__Data taken from a collection__:
·····

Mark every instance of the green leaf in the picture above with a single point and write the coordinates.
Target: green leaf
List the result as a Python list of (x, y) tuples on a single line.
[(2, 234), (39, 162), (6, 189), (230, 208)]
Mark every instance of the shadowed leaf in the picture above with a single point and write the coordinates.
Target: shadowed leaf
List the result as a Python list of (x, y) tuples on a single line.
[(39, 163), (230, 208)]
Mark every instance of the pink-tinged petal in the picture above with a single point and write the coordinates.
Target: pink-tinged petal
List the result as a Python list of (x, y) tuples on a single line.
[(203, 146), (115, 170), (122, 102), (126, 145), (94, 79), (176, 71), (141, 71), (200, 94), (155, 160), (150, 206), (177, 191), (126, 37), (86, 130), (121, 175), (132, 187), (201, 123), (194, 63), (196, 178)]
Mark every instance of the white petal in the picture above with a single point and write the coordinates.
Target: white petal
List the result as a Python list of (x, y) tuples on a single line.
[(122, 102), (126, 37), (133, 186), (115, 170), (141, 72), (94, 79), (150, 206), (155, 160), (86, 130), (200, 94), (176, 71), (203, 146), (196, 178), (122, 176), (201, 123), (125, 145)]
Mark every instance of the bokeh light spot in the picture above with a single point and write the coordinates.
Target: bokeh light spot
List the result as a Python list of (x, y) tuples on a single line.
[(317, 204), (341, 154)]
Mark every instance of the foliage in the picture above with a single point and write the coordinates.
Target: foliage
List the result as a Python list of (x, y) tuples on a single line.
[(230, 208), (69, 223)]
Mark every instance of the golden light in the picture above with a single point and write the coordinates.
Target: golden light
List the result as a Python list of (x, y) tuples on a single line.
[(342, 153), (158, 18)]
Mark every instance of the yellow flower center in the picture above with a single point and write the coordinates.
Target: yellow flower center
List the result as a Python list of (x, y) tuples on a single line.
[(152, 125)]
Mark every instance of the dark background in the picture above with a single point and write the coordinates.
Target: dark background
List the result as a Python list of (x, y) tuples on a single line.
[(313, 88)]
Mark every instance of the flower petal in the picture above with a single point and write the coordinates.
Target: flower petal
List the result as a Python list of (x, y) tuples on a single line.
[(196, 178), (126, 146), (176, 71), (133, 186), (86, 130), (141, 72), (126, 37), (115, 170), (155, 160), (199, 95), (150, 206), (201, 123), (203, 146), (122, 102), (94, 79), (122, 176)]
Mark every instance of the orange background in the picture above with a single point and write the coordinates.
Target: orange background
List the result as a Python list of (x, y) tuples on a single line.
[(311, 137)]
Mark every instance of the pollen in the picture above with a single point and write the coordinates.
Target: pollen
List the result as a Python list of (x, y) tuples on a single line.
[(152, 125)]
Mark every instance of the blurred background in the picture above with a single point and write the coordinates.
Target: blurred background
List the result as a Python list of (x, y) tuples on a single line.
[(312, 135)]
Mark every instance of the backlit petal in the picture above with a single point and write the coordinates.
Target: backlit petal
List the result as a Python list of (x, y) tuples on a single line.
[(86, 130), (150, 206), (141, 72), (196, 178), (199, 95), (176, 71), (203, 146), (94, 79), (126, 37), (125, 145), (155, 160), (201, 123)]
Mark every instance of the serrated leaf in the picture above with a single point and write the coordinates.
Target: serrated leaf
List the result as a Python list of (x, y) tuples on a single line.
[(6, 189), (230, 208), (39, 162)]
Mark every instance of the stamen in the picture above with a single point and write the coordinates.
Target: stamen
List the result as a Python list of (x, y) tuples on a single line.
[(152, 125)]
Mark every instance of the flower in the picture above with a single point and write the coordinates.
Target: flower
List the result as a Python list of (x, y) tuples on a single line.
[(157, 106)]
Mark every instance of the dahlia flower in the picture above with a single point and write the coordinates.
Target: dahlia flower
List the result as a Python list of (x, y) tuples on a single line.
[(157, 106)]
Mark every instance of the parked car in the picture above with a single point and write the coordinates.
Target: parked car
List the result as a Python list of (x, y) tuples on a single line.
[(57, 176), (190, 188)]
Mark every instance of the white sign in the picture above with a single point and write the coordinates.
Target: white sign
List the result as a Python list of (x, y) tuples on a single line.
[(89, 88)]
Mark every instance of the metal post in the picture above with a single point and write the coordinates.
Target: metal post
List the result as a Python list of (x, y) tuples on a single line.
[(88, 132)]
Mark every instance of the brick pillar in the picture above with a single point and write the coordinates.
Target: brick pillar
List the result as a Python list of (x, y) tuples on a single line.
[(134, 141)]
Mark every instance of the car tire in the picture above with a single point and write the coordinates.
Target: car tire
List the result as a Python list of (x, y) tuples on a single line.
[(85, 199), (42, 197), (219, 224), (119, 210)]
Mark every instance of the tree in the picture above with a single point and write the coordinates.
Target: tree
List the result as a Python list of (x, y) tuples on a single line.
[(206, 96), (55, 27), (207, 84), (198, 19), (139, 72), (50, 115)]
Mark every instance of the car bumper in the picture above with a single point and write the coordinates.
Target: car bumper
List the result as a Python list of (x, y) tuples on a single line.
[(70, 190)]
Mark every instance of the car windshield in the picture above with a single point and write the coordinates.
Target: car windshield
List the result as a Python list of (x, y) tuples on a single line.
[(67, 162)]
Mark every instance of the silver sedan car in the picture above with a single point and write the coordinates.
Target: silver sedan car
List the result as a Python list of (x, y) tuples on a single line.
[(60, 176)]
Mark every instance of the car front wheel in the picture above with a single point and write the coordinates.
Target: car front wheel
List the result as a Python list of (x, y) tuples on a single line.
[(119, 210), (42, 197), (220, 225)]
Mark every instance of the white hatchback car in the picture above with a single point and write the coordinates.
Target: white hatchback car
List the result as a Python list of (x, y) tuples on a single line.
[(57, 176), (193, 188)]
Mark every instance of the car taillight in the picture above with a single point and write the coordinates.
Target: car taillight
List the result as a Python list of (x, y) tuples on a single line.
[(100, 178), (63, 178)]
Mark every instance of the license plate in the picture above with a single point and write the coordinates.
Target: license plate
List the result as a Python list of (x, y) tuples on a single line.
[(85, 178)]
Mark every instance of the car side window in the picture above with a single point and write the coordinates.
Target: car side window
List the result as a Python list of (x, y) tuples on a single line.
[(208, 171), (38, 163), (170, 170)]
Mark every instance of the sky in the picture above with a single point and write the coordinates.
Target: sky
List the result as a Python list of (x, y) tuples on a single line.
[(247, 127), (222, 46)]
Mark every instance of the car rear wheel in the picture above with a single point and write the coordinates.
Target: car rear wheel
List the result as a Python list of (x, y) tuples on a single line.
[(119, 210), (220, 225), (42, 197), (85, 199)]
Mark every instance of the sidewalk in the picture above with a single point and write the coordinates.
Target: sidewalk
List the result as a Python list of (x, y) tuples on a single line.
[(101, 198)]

·····

__Task directions__: Rewrite every line of the records above, replacing "single point" with "one point" wherever it appears and leaving everything else as it is.

__Finished task__:
Mark every instance of the green leaf in the picture above with a one point and write the coordinates.
Target: green leaf
List the result as a Python list of (x, y) tuples on a single line.
[(2, 234), (39, 162), (6, 189), (230, 208)]
Mark every instance of the shadowed leaf in the picture above with a one point and write the coordinates.
Target: shadowed leaf
List the result as a Python list of (x, y) tuples on a single line.
[(39, 163), (230, 208)]
Mark every instance of the pink-tinged petal in the picture above with a one point and write the coordinates.
Target: pink-tinged petal
List the result as a Python list of (x, y) tuples on a single line.
[(203, 146), (115, 170), (122, 102), (126, 145), (94, 79), (176, 71), (141, 71), (200, 94), (155, 160), (150, 206), (177, 191), (126, 37), (86, 130), (121, 175), (132, 187), (201, 123), (194, 63), (196, 178)]
Mark every instance of the white petal in the picture above with a one point and write the coordinates.
Target: white petal
List the result as a Python list of (x, y) tuples on a single line.
[(122, 102), (126, 37), (133, 186), (115, 170), (141, 72), (94, 79), (150, 206), (155, 160), (86, 130), (200, 94), (176, 71), (203, 146), (196, 178), (122, 176), (201, 123), (125, 145)]
Mark every instance of the bokeh light spot in the picture above with a one point and write the coordinates.
Target: bokeh light spot
List the result as a Python list of (x, y) tuples on a single line.
[(317, 204), (341, 154)]
Mark every instance of the foliage in the picture above with a one point and write the coordinates.
Target: foliage
List the result as a Python list of (x, y) tuples on a single line.
[(230, 208), (69, 223)]
Mark every instance of the golden light in the picture above with a one point and write the coordinates.
Target: golden light
List the result as a Python list of (x, y) tuples on a single line.
[(342, 153), (158, 18)]
Mark every instance of the yellow flower center in the picture above with a one point and write the coordinates.
Target: yellow flower center
List the result as a Python list of (x, y) tuples on a single line.
[(152, 125)]
Mark every instance of the dark background in the picture above with a one point and write the coordinates.
Target: dark background
List the result as a Python list of (x, y) tuples on a single line.
[(313, 88)]
Mark every instance of the flower petal in the picture above with a one point and write the coordinates.
Target: flower petal
List the result as a Python list of (x, y) tuples on a single line.
[(196, 178), (126, 146), (176, 71), (133, 186), (86, 130), (141, 72), (126, 37), (115, 170), (155, 160), (199, 95), (150, 206), (201, 123), (203, 146), (122, 102), (94, 79), (122, 176)]
Mark every instance of the orange background in the picture above with a one point and write the coordinates.
Target: orange background
List the result as a Python list of (x, y) tuples on a single line.
[(311, 137)]
Mark every instance of the pollen in the picture above with a one point and write the coordinates.
Target: pollen
List the result as a Python list of (x, y) tuples on a single line.
[(152, 125)]
Mark every instance of the blurred background in the picture above with a one point and write the coordinates.
Target: blurred background
List the result as a Python list of (x, y) tuples on a single line.
[(312, 135)]
Mark every instance of the backlit petal in the picture above with a one point and write the coordinates.
Target: backlit petal
List the result as a Python list of (x, y) tuples on a single line.
[(86, 130), (150, 206), (141, 72), (196, 178), (199, 95), (176, 71), (203, 146), (94, 79), (126, 37), (125, 145), (155, 160), (201, 123)]
Mark every instance of the serrated leaf in the picture above with a one point and write the coordinates.
Target: serrated leaf
List the result as a Python list of (x, y) tuples on a single line.
[(6, 189), (230, 208), (39, 162)]
Mark every instance of the stamen in the picture above with a one point and write the coordinates.
Target: stamen
List the result as a Python list of (x, y) tuples on a single line.
[(152, 125)]
Mark every instance of the flower in the picture above with a one point and write the coordinates.
Target: flower
List the result as a Python list of (x, y) tuples on a single line.
[(157, 106)]
Mark every instance of the dahlia flower in the picture above with a one point and write the coordinates.
Target: dahlia flower
List the result as a Python list of (x, y) tuples on a single line.
[(157, 106)]
Mark every instance of the parked car in the picture above with a one point and write the coordinates.
Target: parked car
List the result as a Python list of (x, y) tuples on a single line.
[(57, 176), (190, 188)]
Mark every instance of the white sign in the picture above with a one point and write the coordinates.
Target: white sign
List the result as a Python list of (x, y) tuples on a single line.
[(89, 88)]
Mark every instance of the metal post in the picture above with a one point and write the coordinates.
Target: metal post
List the result as a Python list of (x, y) tuples on a single line.
[(88, 132)]
Mark every instance of the brick pillar in the picture above with a one point and write the coordinates.
Target: brick pillar
List the result as a Python list of (x, y) tuples on a single line.
[(134, 141)]
Mark every instance of the car tire in the picture above with a one point and write the coordinates.
Target: car tire
List the result as a Python list of (x, y) tuples on a single line.
[(85, 199), (42, 197), (219, 224), (119, 210)]
Mark every instance of the tree in the picture above with a one point and write the coordinates.
Target: tree
List the result as a Python list of (x, y) tuples on a single line.
[(206, 96), (55, 27), (207, 84), (198, 19), (139, 72), (50, 115)]
Mark every instance of the car bumper in the picture above with a one point and write the coordinates.
Target: car bumper
List the result as a Python list of (x, y) tuples on a single line.
[(70, 190)]
Mark every instance of the car windshield in the picture above with a one point and write the coordinates.
Target: car windshield
List the result as a Python list of (x, y) tuples on a single line.
[(67, 162)]
Mark every instance of the silver sedan car in the picture above with a one point and write the coordinates.
Target: silver sedan car
List the result as a Python list of (x, y) tuples on a single line.
[(60, 176)]
Mark every instance of the car front wheel in the picture above with a one point and write the coordinates.
Target: car front wheel
List the result as a Python list of (x, y) tuples on a single line.
[(119, 210), (42, 197), (220, 225)]
Mark every instance of the white hatchback car in the picture above with a one point and write the coordinates.
Target: white hatchback car
List the result as a Python list of (x, y) tuples on a single line.
[(57, 176), (193, 188)]
Mark every instance of the car taillight in the picture above with a one point and write the coordinates.
Target: car taillight
List the result as a Python list of (x, y) tuples on a single line.
[(100, 178), (63, 178)]
Mark every instance of the license plate in the picture above with a one point and write the coordinates.
Target: license plate
List the result as a Python list of (x, y) tuples on a single line.
[(85, 178)]
Mark every instance of the car side window in the picture above with a one point and write the coordinates.
Target: car side window
List the result as a Python list of (x, y) tuples on a single line.
[(208, 171), (38, 163), (170, 170)]
Mark every instance of the sky in the picture above with a one point and write the coordinates.
Target: sky
List the result as a Python list of (x, y) tuples on a single line.
[(247, 127), (222, 46)]
Mark every instance of the car rear wheel in the picture above with a one point and write the coordinates.
Target: car rear wheel
List the result as a Python list of (x, y) tuples on a single line.
[(119, 210), (220, 225), (42, 197), (85, 199)]
Mark every instance of the sidewalk in the picture above with a one point and write the coordinates.
Target: sidewalk
List the result as a Python list of (x, y) tuples on a single line.
[(101, 198)]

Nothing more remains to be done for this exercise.